**TEXTAUSZUG:**
========================

Ich könnte ihnen auch den Katalog zeigen, in dem zu sehen ist, wie ich 1990 selbst an der „East Side Gallery“ gemalt hatte. Wie davor schon in langen Fußgängertunneln oder an Großrohren irgendwo vor Schönefeld – es war ein Heidenspaß. Gehangen habe ich an diesen Dingen nicht, Vergänglichkeit gehörte dazu. Ich mochte auch nicht unser von Graffitis übersätes East-Side-Bild wieder restaurieren. Da war nie ein Anspruch auf Ewigkeit. Die Mauer auf der Ostseite bemalen zu können, war nur eine ganz und gar spontane Befreiung. Von mir aus sollen sie nun ihre Luxuswohnungen da bauen. Es wird ja nicht wirklich den Druck vom Berliner Luxuswohnungsmarkt nehmen, aber ist doch ein adäquater Ausdruck der derzeitigen Berliner Zustände.

========================

**GESPEICHERTE DATENSÄTZE:**
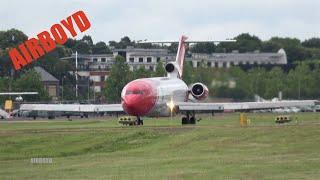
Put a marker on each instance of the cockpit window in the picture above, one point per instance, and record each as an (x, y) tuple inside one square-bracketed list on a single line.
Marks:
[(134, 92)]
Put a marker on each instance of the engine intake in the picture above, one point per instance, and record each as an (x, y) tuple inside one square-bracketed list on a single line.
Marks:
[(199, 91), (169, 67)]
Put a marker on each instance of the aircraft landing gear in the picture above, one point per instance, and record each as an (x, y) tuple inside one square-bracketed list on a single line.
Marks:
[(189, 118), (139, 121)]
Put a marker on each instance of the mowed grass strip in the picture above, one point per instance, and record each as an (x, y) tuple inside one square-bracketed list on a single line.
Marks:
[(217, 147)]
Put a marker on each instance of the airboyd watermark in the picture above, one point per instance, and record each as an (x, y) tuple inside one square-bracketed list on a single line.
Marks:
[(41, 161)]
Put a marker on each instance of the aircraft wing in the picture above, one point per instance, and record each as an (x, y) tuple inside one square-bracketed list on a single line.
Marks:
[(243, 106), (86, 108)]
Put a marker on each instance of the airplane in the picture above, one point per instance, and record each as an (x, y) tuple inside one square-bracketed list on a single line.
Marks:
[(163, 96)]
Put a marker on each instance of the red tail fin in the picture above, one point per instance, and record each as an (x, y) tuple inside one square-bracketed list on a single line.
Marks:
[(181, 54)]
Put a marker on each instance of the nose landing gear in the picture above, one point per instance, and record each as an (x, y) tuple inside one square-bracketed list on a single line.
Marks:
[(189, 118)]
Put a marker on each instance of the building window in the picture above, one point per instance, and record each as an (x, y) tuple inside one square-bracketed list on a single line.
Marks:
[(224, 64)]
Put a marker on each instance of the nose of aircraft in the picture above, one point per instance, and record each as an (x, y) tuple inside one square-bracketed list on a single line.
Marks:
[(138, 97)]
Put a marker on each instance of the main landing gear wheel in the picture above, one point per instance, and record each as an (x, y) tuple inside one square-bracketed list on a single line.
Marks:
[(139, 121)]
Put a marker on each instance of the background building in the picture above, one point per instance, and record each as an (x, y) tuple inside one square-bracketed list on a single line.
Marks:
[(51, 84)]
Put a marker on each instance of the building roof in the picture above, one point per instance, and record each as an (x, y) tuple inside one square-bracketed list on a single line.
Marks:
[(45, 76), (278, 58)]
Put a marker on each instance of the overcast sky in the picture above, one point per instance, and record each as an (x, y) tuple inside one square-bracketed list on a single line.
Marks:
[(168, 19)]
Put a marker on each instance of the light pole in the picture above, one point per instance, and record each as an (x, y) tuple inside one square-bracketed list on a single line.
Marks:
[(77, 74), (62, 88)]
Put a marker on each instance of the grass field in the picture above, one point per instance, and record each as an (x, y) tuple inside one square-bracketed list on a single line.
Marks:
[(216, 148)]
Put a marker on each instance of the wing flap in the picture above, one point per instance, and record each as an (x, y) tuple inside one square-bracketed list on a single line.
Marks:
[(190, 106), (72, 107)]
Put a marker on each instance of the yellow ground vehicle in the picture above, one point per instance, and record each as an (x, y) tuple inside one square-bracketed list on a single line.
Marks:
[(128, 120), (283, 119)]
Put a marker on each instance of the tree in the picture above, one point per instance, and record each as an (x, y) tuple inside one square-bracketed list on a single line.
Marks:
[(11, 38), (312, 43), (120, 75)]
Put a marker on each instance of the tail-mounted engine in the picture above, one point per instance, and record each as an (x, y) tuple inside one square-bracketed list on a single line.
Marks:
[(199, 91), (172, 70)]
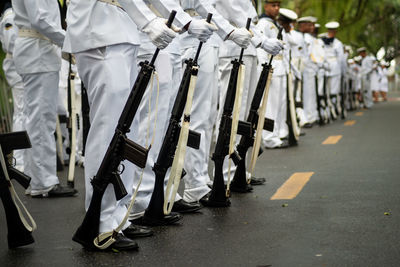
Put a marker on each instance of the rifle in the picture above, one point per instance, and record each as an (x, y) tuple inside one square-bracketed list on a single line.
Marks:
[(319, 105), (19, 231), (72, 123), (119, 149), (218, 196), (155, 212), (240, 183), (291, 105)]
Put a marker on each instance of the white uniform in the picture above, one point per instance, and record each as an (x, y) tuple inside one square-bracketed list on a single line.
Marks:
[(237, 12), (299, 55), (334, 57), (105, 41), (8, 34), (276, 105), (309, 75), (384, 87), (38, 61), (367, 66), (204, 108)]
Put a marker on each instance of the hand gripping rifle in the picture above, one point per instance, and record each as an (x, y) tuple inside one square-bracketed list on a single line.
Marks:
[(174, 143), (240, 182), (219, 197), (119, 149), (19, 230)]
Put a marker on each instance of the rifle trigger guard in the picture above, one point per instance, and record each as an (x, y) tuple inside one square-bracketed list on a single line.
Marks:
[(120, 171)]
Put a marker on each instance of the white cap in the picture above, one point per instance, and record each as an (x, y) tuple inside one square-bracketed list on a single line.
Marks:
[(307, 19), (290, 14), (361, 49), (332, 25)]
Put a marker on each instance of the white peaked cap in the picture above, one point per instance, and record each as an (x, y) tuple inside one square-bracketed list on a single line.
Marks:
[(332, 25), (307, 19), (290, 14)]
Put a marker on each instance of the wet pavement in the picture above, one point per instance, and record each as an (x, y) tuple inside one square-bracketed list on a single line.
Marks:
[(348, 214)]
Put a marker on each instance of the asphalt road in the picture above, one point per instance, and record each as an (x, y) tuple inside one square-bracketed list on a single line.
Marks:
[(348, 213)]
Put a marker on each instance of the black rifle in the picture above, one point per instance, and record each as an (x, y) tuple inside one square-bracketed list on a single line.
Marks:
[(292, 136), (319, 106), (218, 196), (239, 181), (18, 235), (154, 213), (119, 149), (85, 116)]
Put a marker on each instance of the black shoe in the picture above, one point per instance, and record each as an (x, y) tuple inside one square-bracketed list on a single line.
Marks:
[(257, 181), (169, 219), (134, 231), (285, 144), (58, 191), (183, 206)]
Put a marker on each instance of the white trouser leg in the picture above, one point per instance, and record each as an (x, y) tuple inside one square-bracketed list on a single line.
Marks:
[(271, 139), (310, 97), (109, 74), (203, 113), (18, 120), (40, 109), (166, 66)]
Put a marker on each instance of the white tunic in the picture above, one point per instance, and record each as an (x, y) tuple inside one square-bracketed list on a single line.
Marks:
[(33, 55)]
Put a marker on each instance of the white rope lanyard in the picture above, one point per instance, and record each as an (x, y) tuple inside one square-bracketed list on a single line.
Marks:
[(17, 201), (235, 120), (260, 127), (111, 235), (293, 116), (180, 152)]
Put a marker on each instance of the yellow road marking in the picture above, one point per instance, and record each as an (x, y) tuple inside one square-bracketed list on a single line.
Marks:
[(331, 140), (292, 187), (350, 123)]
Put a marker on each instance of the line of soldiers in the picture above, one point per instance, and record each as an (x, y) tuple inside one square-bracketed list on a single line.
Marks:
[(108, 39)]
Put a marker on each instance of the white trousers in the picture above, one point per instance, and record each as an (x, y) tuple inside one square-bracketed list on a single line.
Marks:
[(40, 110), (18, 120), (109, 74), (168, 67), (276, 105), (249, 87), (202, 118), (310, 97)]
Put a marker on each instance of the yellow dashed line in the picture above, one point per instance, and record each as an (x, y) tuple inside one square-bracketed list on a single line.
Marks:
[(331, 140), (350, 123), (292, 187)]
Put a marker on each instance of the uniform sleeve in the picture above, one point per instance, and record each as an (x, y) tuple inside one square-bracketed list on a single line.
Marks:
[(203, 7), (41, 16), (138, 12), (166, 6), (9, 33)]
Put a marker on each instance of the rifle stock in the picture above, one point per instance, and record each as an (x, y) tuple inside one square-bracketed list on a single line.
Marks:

========================

**ZIEL 1:** An welchen Orten hat die erzählende Person laut dem Textauszug gemalt? Nenne alle.
**ZIEL 2:** In welchem Jahr hat die erzählende Person laut dem Textauszug an der „East Side Gallery“ gemalt?
Das Material steht in keinem Zusammenhang mit dem Textauszug.

**SCHRIFTLICHE ANTWORT 1:**
- an der „East Side Gallery“
- in langen Fußgängertunneln
- an Großrohren irgendwo vor Schönefeld

**SCHRIFTLICHE ANTWORT 2:** 1990